==== Extracted text ====

A Humpback whale jumps to the surface of the Pacific Ocean in Colombia.
In a rather unusual encounter, a commercial lobster diver got caught in the mouth of a humpback whale off the coast of Cape Cod and lived to tell the story.
Michael Packard, 56, of Wellfleet, told WBZ-TV after he was released from Cape Cod Hospital that he was about 45 feet (14 meters) deep in the waters off Provincetown when "all of a sudden I felt this huge bump, and everything went dark."
He thought he had been attacked by a shark, common in area waters, but then realized he could not feel any teeth and he wasn't in any pain.
"Then I realized, oh my God, I'm in a whale's mouth ... and he's trying to swallow me," he said. "And I thought to myself OK, this is it - I'm finally - I'm gonna die."
His thoughts went to his wife and children.
He estimates he was in the whale's mouth for about 30 seconds, but continued to breathe because he still had his breathing apparatus in.

====

→ Problem 1: List every geographic place named in the article about the lobster diver and the humpback whale, including bodies of water, countries, towns, and coastal areas but not buildings.
→ Problem 2: Carry on the article about the lobster diver and the humpback whale from where it stops.

==== Data provided ====

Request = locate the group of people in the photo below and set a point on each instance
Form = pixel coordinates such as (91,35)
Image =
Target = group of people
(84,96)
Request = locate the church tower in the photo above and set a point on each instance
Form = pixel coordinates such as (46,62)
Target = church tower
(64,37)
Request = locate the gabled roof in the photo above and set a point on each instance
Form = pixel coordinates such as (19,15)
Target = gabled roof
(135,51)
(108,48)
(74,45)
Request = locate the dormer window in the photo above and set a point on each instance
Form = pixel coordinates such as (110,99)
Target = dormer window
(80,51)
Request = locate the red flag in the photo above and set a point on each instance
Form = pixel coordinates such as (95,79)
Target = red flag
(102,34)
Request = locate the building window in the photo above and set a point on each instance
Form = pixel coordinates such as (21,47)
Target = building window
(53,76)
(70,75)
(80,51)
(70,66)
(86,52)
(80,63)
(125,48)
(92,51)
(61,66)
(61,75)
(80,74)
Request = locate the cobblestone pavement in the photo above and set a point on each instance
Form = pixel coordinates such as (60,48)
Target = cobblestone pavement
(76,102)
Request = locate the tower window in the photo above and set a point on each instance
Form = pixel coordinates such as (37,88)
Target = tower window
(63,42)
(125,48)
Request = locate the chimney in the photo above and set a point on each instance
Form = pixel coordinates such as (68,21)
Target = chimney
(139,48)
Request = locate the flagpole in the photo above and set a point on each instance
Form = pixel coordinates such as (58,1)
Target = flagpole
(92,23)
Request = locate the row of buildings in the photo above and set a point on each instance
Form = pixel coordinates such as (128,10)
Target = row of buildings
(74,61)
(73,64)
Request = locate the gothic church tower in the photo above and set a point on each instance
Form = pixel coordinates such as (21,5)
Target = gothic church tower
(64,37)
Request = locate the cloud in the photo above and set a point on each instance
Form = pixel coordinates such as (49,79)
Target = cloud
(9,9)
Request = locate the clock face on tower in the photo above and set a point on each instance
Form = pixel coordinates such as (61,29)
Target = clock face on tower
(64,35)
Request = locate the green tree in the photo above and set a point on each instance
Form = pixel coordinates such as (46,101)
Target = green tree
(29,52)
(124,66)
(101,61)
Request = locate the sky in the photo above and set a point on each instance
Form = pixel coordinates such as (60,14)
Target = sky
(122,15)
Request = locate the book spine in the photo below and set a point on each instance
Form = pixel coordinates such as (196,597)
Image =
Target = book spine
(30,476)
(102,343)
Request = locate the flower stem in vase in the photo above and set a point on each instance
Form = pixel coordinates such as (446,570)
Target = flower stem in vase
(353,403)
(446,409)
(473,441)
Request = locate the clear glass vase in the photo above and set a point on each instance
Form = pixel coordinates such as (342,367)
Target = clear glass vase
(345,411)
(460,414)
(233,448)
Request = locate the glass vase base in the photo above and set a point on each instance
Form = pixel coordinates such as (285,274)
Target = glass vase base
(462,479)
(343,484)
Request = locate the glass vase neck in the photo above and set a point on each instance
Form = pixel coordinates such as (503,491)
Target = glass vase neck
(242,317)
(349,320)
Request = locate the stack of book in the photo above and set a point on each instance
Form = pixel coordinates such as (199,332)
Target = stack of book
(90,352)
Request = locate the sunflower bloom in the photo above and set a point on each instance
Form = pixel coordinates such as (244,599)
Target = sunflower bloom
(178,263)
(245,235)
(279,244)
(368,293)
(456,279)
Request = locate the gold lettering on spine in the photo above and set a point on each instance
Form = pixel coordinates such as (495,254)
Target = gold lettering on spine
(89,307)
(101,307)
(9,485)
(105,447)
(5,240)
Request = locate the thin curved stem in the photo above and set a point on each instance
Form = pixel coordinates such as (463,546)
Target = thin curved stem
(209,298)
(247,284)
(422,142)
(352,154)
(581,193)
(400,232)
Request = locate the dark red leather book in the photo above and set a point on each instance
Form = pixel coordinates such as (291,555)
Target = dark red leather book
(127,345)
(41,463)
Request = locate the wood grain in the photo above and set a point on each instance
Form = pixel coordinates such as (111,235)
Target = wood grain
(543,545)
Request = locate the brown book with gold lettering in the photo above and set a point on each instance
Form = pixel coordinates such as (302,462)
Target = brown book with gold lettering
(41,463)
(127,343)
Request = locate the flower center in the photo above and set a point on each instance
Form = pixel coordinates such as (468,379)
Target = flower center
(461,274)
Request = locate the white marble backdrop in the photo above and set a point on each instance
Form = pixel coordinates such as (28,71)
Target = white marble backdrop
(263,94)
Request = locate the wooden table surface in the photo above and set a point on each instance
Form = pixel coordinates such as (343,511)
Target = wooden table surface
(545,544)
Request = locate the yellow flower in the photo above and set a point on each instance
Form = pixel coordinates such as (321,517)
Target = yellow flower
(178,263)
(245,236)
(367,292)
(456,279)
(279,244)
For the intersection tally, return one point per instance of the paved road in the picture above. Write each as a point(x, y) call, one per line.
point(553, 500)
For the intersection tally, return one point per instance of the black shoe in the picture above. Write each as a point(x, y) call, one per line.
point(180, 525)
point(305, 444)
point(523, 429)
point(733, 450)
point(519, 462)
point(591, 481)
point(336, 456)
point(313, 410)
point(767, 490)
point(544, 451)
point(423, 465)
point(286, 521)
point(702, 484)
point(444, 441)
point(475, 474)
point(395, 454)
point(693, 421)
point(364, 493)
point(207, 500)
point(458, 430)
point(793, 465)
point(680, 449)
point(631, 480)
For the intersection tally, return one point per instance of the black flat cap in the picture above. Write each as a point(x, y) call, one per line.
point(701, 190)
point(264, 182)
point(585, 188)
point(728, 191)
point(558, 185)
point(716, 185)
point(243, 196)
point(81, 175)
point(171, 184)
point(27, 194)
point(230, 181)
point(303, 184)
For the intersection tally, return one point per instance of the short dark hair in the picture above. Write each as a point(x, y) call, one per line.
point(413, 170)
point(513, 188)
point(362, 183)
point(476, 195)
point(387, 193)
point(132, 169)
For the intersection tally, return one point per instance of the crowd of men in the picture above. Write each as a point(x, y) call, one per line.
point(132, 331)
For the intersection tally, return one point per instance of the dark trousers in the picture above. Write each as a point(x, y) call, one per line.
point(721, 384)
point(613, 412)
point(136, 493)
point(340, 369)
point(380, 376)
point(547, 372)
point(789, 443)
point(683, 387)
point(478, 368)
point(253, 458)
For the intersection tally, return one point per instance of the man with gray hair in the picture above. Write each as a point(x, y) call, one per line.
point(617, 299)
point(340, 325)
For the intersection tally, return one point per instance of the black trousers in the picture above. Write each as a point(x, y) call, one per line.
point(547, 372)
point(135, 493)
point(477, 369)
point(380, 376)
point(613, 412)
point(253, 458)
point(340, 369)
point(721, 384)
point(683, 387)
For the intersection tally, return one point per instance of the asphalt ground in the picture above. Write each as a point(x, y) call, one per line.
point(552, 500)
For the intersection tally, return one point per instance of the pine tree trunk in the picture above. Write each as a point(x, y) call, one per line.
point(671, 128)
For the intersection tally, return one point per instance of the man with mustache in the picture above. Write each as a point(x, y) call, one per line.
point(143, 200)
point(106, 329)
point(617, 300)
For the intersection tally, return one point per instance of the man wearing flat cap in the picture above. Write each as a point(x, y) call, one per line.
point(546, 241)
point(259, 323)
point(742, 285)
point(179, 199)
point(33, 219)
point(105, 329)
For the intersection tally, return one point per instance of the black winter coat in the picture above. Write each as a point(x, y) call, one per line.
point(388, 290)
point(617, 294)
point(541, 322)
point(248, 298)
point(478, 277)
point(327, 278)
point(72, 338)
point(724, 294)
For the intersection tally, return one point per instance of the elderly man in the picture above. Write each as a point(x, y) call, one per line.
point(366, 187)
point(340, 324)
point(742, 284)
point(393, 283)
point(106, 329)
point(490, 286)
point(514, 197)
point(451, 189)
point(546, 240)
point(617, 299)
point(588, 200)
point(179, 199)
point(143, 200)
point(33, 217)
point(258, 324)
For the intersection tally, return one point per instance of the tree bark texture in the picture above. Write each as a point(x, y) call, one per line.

====

→ Task answer 1: Pacific Ocean, Colombia, Cape Cod, Wellfleet, Provincetown

→ Task answer 2:
Then the whale surfaced, shook its head, and spit him out. He was rescued by his crewmate in the surface boat.
His sister, Cynthia Packard, originally told the Cape Cod Times that her brother broke a leg, but he said later that his legs are just bruised.
Charles "Stormy” Mayo, a senior scientist and whale expert at the Center for Coastal Studies in Provincetown, told the newspaper that such human-whale encounters are rare.
Humpbacks are not aggressive and Mayo thinks it was an accidental encounter while the whale was feeding on fish, likely sand lance.